**GIVEN TASK:**
Render every line of the material below as a JSON list of strings, one string per line, and leave out the blank lines.

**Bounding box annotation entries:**
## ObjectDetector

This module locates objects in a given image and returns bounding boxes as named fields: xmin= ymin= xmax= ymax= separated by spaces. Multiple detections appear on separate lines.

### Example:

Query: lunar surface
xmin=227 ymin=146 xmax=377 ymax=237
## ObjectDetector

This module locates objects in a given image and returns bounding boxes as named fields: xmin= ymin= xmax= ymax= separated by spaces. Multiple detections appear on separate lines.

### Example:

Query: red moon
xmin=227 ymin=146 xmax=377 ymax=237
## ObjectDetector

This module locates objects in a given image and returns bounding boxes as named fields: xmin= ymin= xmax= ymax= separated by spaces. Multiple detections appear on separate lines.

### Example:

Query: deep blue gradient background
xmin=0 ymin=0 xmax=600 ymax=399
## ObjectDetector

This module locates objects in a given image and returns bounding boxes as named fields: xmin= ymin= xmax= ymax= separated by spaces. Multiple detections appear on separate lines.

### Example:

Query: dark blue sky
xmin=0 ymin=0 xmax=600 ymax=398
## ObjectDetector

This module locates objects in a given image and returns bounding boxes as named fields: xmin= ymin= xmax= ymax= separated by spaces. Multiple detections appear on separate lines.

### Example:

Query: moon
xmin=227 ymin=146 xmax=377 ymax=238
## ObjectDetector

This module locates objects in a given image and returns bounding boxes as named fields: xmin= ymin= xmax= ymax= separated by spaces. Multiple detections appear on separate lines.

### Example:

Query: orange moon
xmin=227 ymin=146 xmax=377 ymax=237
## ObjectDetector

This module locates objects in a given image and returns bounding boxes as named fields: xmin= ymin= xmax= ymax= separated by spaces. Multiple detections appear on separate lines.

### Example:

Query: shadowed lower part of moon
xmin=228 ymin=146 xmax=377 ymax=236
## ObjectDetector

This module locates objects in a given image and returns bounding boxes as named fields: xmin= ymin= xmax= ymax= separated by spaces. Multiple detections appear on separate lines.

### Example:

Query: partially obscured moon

**REPLY TO THE TASK:**
[
  "## ObjectDetector",
  "This module locates objects in a given image and returns bounding boxes as named fields: xmin= ymin= xmax= ymax= separated by spaces. Multiple detections appear on separate lines.",
  "### Example:",
  "Query: lunar surface",
  "xmin=227 ymin=146 xmax=377 ymax=237",
  "## ObjectDetector",
  "This module locates objects in a given image and returns bounding boxes as named fields: xmin= ymin= xmax= ymax= separated by spaces. Multiple detections appear on separate lines.",
  "### Example:",
  "Query: red moon",
  "xmin=227 ymin=146 xmax=377 ymax=237",
  "## ObjectDetector",
  "This module locates objects in a given image and returns bounding boxes as named fields: xmin= ymin= xmax= ymax= separated by spaces. Multiple detections appear on separate lines.",
  "### Example:",
  "Query: deep blue gradient background",
  "xmin=0 ymin=0 xmax=600 ymax=399",
  "## ObjectDetector",
  "This module locates objects in a given image and returns bounding boxes as named fields: xmin= ymin= xmax= ymax= separated by spaces. Multiple detections appear on separate lines.",
  "### Example:",
  "Query: dark blue sky",
  "xmin=0 ymin=0 xmax=600 ymax=398",
  "## ObjectDetector",
  "This module locates objects in a given image and returns bounding boxes as named fields: xmin= ymin= xmax= ymax= separated by spaces. Multiple detections appear on separate lines.",
  "### Example:",
  "Query: moon",
  "xmin=227 ymin=146 xmax=377 ymax=238",
  "## ObjectDetector",
  "This module locates objects in a given image and returns bounding boxes as named fields: xmin= ymin= xmax= ymax= separated by spaces. Multiple detections appear on separate lines.",
  "### Example:",
  "Query: orange moon",
  "xmin=227 ymin=146 xmax=377 ymax=237",
  "## ObjectDetector",
  "This module locates objects in a given image and returns bounding boxes as named fields: xmin= ymin= xmax= ymax= separated by spaces. Multiple detections appear on separate lines.",
  "### Example:",
  "Query: shadowed lower part of moon",
  "xmin=228 ymin=146 xmax=377 ymax=236",
  "## ObjectDetector",
  "This module locates objects in a given image and returns bounding boxes as named fields: xmin= ymin= xmax= ymax= separated by spaces. Multiple detections appear on separate lines.",
  "### Example:",
  "Query: partially obscured moon"
]